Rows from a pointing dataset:
- - - -

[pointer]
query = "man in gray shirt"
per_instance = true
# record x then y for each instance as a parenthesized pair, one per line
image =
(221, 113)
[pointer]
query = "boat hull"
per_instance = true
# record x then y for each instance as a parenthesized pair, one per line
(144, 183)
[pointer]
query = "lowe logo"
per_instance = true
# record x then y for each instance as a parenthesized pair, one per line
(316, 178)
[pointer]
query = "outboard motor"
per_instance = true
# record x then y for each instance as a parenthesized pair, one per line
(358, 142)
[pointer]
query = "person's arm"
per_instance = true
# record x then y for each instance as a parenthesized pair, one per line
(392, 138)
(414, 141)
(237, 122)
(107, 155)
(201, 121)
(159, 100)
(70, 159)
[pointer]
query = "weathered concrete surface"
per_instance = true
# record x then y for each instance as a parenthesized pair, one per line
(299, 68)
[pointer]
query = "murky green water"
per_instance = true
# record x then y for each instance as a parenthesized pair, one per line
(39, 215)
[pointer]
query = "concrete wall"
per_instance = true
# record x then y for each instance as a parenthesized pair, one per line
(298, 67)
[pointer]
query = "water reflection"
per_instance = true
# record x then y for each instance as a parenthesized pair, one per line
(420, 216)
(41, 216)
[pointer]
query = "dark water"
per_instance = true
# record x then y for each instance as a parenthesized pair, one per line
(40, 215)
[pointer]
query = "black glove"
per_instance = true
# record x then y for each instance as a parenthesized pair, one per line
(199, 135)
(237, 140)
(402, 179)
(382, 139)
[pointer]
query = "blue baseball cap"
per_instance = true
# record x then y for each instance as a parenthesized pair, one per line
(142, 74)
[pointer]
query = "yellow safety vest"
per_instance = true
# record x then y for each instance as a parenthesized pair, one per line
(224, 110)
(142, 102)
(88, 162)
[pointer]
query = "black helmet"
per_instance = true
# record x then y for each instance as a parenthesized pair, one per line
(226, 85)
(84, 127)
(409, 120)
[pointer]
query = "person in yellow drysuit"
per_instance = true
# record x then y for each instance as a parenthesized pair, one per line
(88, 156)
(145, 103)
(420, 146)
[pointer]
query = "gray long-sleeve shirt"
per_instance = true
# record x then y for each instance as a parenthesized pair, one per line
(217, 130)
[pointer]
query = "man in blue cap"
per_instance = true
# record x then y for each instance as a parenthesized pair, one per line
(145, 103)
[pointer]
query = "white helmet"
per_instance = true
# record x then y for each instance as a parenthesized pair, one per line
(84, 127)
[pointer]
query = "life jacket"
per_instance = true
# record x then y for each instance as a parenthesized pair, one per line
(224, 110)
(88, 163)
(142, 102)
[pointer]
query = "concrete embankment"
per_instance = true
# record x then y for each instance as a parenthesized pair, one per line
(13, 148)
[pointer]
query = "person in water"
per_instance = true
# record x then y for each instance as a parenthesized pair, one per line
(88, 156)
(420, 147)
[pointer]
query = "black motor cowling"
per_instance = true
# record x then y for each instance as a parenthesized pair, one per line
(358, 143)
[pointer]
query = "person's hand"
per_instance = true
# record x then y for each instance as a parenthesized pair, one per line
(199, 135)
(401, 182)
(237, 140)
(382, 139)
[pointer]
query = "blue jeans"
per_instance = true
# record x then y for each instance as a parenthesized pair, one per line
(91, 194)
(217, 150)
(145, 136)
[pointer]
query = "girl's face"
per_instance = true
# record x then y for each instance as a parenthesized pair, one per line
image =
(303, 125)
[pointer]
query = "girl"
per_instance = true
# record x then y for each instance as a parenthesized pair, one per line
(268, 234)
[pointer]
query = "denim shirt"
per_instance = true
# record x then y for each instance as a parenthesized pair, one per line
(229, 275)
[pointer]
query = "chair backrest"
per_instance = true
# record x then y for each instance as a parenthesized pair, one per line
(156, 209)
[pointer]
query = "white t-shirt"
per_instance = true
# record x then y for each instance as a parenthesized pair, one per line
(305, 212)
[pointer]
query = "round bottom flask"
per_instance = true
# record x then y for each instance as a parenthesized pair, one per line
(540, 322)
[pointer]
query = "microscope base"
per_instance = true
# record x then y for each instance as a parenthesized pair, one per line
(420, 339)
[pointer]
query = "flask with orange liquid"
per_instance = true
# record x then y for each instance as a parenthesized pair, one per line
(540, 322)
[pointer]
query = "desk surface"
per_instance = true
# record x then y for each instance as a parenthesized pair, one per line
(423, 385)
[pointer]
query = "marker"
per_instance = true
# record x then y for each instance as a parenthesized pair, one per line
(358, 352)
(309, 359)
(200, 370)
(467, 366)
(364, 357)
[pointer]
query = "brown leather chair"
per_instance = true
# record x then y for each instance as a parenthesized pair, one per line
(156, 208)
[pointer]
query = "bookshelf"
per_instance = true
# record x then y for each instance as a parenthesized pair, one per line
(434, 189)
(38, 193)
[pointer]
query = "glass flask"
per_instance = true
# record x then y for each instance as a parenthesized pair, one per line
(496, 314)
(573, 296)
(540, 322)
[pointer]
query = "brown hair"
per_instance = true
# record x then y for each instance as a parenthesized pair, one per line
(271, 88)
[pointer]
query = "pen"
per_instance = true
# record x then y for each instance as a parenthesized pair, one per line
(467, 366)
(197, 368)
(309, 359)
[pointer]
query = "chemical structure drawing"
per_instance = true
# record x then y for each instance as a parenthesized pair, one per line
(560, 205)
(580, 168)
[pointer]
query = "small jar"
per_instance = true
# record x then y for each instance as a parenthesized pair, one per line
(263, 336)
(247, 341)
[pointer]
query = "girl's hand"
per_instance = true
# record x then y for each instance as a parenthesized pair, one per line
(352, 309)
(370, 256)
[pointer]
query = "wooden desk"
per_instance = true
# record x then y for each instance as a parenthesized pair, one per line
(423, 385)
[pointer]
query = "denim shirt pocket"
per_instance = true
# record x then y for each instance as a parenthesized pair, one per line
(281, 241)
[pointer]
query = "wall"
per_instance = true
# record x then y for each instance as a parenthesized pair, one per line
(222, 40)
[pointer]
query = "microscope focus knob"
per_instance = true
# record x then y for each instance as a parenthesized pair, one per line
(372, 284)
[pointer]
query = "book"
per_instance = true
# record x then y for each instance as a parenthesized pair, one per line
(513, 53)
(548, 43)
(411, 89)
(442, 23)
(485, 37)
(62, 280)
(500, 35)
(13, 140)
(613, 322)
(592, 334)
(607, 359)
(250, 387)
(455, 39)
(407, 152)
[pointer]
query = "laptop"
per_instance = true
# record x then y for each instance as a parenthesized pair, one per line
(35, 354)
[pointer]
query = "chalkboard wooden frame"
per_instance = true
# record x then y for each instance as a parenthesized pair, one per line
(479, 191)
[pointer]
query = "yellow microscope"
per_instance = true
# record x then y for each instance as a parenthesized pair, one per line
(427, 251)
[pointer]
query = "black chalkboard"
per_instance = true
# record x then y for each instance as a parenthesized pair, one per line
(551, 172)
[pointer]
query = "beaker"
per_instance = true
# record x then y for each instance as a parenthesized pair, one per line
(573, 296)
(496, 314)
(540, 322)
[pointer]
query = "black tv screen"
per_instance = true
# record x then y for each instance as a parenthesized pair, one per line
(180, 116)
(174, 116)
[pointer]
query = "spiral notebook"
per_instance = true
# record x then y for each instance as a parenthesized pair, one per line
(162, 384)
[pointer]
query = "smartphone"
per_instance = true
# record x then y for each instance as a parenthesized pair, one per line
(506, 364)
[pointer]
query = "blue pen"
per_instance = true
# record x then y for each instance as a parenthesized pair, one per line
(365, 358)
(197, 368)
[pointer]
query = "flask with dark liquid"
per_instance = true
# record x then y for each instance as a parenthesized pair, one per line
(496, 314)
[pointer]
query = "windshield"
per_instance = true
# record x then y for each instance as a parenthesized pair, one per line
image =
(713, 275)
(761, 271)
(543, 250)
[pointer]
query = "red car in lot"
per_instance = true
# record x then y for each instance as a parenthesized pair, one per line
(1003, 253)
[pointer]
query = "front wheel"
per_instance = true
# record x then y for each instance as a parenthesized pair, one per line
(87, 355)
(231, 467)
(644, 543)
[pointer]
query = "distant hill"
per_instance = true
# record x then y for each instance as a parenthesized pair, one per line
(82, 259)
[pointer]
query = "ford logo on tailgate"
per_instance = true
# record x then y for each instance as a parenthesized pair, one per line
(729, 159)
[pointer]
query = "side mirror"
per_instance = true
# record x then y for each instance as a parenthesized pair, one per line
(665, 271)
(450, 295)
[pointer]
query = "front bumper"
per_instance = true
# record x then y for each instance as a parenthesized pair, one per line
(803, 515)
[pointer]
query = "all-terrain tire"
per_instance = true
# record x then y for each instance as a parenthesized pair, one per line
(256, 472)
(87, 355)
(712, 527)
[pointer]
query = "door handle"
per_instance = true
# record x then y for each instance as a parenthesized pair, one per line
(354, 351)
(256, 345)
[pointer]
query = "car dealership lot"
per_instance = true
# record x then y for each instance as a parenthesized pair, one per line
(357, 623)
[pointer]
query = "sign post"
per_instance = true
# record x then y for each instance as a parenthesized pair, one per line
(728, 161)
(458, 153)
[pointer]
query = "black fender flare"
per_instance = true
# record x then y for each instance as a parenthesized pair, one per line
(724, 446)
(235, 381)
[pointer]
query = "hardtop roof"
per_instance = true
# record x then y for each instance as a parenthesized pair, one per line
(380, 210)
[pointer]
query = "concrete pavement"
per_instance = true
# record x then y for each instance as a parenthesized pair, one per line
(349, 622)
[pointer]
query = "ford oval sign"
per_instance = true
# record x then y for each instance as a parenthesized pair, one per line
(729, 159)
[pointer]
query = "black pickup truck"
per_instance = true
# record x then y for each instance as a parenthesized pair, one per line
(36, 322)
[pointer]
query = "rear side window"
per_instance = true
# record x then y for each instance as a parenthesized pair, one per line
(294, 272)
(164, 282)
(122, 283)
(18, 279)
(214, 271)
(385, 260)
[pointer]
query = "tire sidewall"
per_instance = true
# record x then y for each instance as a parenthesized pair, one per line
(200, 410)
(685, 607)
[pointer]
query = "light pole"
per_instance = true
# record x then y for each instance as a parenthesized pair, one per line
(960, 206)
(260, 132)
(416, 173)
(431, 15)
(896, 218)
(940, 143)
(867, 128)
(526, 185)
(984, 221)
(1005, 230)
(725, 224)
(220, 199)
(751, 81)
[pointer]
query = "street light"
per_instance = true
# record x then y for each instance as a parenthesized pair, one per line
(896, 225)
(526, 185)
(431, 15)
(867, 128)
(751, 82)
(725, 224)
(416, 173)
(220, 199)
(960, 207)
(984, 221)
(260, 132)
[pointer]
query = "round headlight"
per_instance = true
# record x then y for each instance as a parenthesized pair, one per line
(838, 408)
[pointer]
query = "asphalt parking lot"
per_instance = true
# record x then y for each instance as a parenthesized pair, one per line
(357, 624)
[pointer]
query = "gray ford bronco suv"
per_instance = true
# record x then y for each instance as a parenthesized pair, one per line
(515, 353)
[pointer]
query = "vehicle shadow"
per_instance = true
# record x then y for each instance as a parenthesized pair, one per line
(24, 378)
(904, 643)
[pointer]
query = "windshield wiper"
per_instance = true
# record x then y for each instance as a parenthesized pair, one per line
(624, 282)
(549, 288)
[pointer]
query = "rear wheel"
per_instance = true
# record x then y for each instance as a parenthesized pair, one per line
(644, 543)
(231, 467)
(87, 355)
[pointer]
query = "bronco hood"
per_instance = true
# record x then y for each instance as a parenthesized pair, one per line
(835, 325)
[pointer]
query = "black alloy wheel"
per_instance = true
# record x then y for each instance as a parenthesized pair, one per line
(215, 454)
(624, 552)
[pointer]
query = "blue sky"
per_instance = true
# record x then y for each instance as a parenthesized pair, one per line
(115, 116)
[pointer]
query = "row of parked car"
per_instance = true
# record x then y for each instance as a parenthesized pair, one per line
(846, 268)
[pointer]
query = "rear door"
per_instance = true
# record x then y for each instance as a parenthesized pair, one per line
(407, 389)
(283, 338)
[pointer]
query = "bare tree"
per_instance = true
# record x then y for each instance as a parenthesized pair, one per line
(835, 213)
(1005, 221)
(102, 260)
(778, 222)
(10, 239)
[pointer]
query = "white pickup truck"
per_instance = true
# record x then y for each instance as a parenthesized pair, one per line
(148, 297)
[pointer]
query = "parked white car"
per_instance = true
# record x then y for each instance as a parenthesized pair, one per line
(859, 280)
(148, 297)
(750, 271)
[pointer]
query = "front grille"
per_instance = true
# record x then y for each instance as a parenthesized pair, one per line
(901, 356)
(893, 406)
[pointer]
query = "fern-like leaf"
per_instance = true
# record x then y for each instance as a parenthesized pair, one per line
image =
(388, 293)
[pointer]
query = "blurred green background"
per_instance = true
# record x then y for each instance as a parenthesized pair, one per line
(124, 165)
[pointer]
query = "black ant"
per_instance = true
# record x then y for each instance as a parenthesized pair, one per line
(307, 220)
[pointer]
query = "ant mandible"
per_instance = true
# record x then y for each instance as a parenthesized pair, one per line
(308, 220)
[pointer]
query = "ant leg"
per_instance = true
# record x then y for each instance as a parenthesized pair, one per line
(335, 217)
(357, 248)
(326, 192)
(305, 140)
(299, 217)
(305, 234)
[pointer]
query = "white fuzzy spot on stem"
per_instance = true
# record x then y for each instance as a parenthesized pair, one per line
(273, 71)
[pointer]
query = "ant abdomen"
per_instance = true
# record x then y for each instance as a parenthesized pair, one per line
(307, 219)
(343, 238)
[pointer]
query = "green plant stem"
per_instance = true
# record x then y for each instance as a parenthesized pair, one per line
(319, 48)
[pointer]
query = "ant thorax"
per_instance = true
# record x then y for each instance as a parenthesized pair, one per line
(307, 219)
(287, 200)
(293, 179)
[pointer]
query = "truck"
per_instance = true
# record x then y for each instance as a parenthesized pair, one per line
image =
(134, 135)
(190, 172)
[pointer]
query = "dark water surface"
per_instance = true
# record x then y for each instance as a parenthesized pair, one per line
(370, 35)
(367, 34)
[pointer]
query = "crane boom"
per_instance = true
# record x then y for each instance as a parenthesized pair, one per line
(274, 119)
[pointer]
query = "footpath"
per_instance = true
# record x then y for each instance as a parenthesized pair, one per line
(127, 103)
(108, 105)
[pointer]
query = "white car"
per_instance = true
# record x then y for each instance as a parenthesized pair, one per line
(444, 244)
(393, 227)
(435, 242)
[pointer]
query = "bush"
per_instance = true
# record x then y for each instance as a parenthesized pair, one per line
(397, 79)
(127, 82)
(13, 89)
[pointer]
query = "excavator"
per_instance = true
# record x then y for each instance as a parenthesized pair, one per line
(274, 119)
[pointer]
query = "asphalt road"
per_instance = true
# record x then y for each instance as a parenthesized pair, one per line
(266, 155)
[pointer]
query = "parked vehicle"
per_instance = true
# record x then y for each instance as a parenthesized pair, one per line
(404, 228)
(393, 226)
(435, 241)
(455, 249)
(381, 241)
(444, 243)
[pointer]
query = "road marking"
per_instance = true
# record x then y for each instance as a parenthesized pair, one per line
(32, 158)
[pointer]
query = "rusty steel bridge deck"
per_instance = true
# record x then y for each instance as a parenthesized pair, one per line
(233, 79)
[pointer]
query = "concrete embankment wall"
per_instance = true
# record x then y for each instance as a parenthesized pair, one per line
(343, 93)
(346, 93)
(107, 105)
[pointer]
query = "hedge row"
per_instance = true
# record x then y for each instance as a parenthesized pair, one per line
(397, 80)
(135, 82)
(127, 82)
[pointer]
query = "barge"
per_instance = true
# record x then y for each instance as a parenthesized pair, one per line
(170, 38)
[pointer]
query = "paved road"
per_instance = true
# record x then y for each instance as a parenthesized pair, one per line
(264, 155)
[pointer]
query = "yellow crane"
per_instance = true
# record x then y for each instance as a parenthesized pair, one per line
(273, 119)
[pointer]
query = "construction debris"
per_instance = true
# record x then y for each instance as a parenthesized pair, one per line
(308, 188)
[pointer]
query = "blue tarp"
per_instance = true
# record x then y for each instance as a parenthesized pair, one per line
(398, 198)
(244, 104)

- - - -

→ Written instruction
Select every line of the data above that contains the string "denim", matching case exactly, and copy each one in full.

→ Expected answer
query = "denim shirt"
query = "denim shirt pocket"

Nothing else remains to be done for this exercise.